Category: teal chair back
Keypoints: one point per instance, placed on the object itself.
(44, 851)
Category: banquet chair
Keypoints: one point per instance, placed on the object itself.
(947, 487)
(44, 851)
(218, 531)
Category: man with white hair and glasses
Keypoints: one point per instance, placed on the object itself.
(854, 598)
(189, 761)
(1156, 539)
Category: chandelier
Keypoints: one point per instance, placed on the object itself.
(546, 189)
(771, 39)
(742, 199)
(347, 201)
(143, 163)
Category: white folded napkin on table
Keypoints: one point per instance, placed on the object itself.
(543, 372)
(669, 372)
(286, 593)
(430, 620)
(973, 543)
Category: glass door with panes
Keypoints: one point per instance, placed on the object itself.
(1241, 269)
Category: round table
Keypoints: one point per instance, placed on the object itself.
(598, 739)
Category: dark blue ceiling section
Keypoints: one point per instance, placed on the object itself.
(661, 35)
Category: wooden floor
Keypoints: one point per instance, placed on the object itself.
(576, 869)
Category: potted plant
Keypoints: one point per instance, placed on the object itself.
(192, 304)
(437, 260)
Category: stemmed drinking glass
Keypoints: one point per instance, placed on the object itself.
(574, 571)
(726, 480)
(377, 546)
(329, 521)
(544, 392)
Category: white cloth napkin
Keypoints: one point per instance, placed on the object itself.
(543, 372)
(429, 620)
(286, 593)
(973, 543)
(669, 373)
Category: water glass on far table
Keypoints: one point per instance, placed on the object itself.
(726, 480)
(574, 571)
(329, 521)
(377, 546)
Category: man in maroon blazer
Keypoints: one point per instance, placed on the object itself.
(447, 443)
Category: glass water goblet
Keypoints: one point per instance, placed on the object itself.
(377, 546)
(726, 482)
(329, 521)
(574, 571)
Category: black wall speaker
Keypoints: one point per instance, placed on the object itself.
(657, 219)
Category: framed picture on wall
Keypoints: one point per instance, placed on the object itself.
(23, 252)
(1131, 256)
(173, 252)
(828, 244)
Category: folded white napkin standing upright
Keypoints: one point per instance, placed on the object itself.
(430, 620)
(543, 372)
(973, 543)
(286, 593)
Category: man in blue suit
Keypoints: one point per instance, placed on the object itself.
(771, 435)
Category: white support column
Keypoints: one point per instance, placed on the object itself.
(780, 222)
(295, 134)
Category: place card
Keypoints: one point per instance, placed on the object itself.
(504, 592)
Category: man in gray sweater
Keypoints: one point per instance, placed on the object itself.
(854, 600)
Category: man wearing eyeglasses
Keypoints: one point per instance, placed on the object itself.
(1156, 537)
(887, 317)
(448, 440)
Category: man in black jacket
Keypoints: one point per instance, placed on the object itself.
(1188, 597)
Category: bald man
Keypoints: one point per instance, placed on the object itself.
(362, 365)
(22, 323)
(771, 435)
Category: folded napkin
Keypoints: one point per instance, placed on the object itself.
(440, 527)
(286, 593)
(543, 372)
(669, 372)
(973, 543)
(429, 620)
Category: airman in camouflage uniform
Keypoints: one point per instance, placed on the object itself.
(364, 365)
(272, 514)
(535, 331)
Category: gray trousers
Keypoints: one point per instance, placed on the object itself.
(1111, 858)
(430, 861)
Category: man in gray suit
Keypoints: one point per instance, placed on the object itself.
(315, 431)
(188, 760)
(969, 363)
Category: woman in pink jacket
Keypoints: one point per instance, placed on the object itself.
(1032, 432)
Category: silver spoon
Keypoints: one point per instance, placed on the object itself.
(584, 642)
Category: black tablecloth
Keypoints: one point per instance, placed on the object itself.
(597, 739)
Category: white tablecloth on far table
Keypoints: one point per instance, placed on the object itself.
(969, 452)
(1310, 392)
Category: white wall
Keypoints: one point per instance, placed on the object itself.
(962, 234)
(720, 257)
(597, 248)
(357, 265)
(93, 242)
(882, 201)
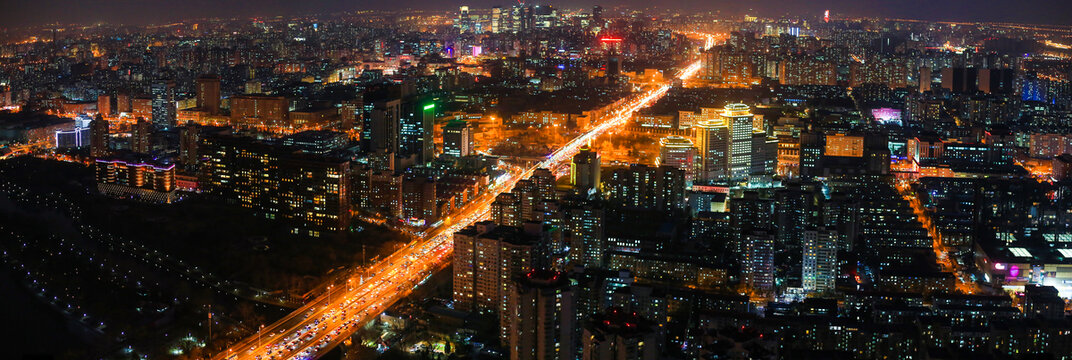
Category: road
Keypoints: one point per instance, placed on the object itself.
(329, 319)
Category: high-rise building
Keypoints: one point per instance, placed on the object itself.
(488, 257)
(104, 105)
(740, 120)
(383, 131)
(415, 131)
(142, 136)
(189, 143)
(208, 93)
(584, 233)
(458, 138)
(419, 200)
(496, 19)
(310, 192)
(135, 176)
(506, 209)
(540, 317)
(99, 137)
(713, 140)
(681, 153)
(642, 186)
(819, 263)
(757, 261)
(618, 334)
(163, 103)
(259, 110)
(584, 170)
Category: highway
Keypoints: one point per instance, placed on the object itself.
(330, 318)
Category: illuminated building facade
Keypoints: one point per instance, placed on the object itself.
(458, 138)
(713, 139)
(308, 191)
(584, 170)
(540, 316)
(133, 176)
(681, 153)
(740, 120)
(163, 104)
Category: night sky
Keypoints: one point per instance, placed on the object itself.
(14, 13)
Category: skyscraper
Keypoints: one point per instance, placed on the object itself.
(739, 118)
(104, 105)
(642, 186)
(681, 153)
(208, 93)
(488, 257)
(415, 130)
(458, 138)
(99, 137)
(163, 103)
(540, 317)
(496, 19)
(713, 139)
(583, 229)
(820, 260)
(189, 140)
(383, 134)
(584, 170)
(757, 261)
(142, 136)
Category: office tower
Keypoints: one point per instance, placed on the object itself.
(496, 19)
(996, 80)
(488, 256)
(813, 146)
(418, 200)
(208, 93)
(458, 138)
(792, 209)
(104, 105)
(163, 103)
(99, 137)
(540, 317)
(532, 192)
(123, 103)
(308, 192)
(584, 233)
(963, 80)
(618, 334)
(189, 141)
(383, 131)
(417, 135)
(135, 176)
(584, 170)
(613, 65)
(259, 111)
(506, 209)
(350, 114)
(642, 186)
(253, 88)
(727, 64)
(739, 118)
(757, 261)
(142, 136)
(597, 19)
(713, 139)
(681, 153)
(819, 265)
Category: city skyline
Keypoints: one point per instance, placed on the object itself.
(39, 13)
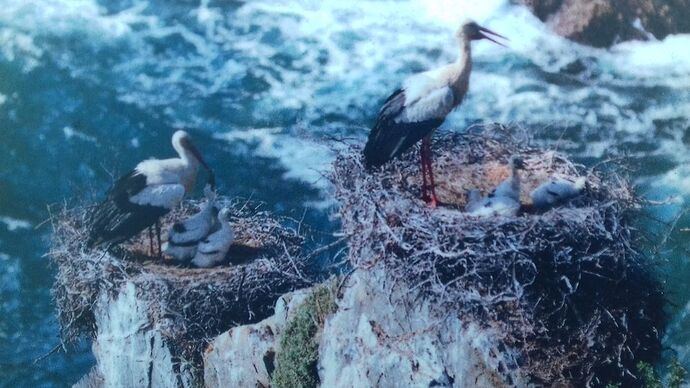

========================================================================

How many lines of the entries contain the word "folded"? Only the number is wanted.

» Response to this exercise: 3